** Start of DOCUMENT SECTION **

When I was a kid in Canada (when I still had the common Canadian attitude) I used to bring my grades home, excited, and say "Look Dad! I got above average!" And he would say "That's stupid! Forget about the average, you got B's and C's. You can do better than that. Don't compare yourself to other people, compare yourself to yourself" Sort of an apples and oranges thing. We're all different; some of us have what it takes to become rich; it doesn't matter what your nationality or skin color is.

The poor in Western nations have a quality of life that exceeds the quality of life of the middle class 100 years ago. In America poor people have been (certainly not always) upwardly mobile. A free market allows the poor to make something of themselves, even a millionaire or billionaire. In America there is an attitude (that is being killed by big government, public schools and the examples of people like the Kennedies, Clintons, Hiltons, etc.) that anyone who is willing to provide the market with what it wants can become rich. I don't know the Danish view, but I'm proud of the American attitude (what's left of it) and it's why I left Canada (where the view is that expending that much energy must have something wrong with it).

** End of DOCUMENT SECTION **
** Start of AVAILABLE DATA **

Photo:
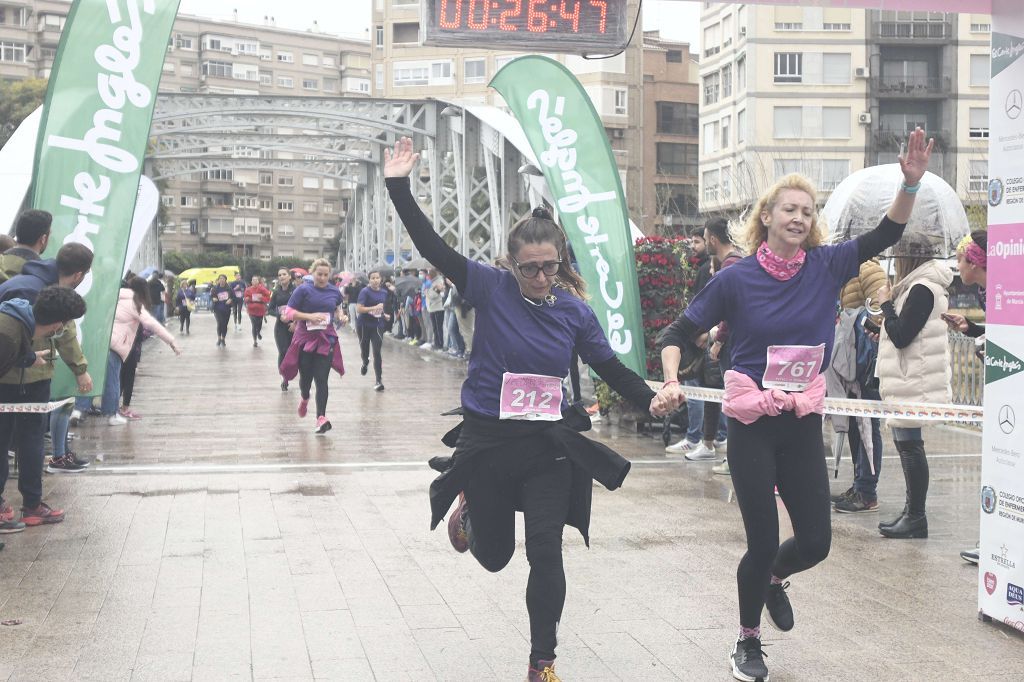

** End of AVAILABLE DATA **

* EXERCISE TASKS *
**a.** Reproduce the passage on American and Canadian attitudes from "The poor in" up to and including "wrong with it).".
**b.** In the passage on American and Canadian attitudes, what did the father tell his child to compare himself to?
**c.** Resume the passage on American and Canadian attitudes, writing on from its last sentence.

* RESULTS OF THE TASKS *
**a.**
The poor in Western nations have a quality of life that exceeds the quality of life of the middle class 100 years ago. In America poor people have been (certainly not always) upwardly mobile. A free market allows the poor to make something of themselves, even a millionaire or billionaire. In America there is an attitude (that is being killed by big government, public schools and the examples of people like the Kennedies, Clintons, Hiltons, etc.) that anyone who is willing to provide the market with what it wants can become rich. I don't know the Danish view, but I'm proud of the American attitude (what's left of it) and it's why I left Canada (where the view is that expending that much energy must have something wrong with it).

**b.** To himself.

**c.**
In response to the initial question:

In a statist society wealth will pool amongst those who have political power. In an ideal world those people would also be the people who contribute the most to their society. In an ideal world puppies would also crap rainbows.

In a market economy wealth will pool amongst those who are best able to earn the most money (by providing the most value the most competitively to the most people... "greatest good for the greatest number") while squandering the least (i.e. by putting their money back into investments that will continue to make money and provide even more good). Of course eventually that person will reach diminishing marginal returns (They will get too busy to run so many businesses eventually).

I had a little Marxist day-dream where I was a kid--what would it be like if I owned the whole world. First I had to establish my assumptions: how did I get to own the whole world? Well I had to provide something of value, obviously (I also had to kick some serious butt with my sweet laser rifle, but naturally not everyone, or there would be no point in owning everything). So I had to get rid of all the bad guys and I had to provide something of value and at the same time I had to enjoy myself. So I had super-efficient robots that could do everything for me. As my rise progressed I ended up with robots making more robots until I had a few robots for every customer providing everything they needed at a price nobody could beat until capital drove labor out of the market completely. Then suddenly I didn't have a market to sell to. I had become a benevolent ruler asking for nothing more than a life of robot slaves, wine, women and song.